Please reproduce the following lines word for word, omitting the pictures.
━━━━━━━━━━━━━━━━
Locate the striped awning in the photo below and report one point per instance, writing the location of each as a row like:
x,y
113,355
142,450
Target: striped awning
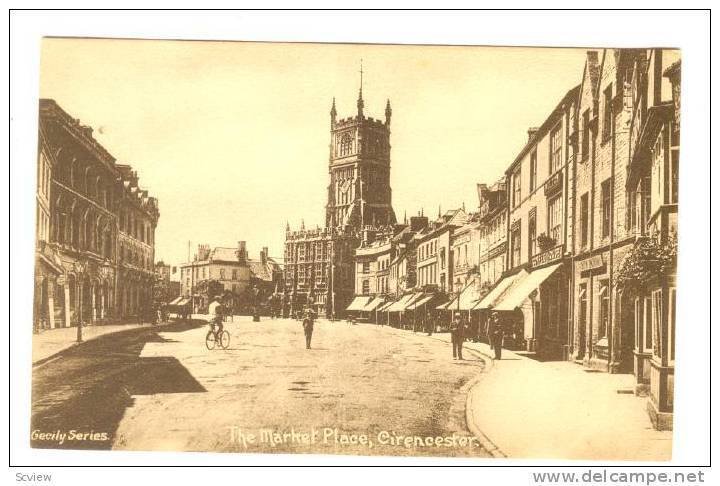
x,y
514,297
359,303
497,292
374,304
━━━━━━━━━━━━━━━━
→ TASK SOLUTION:
Locate the striped awning in the photo below and report one point per instance, writing the location of each as a row like:
x,y
113,355
142,450
Target: striped awning
x,y
514,297
359,303
497,292
374,304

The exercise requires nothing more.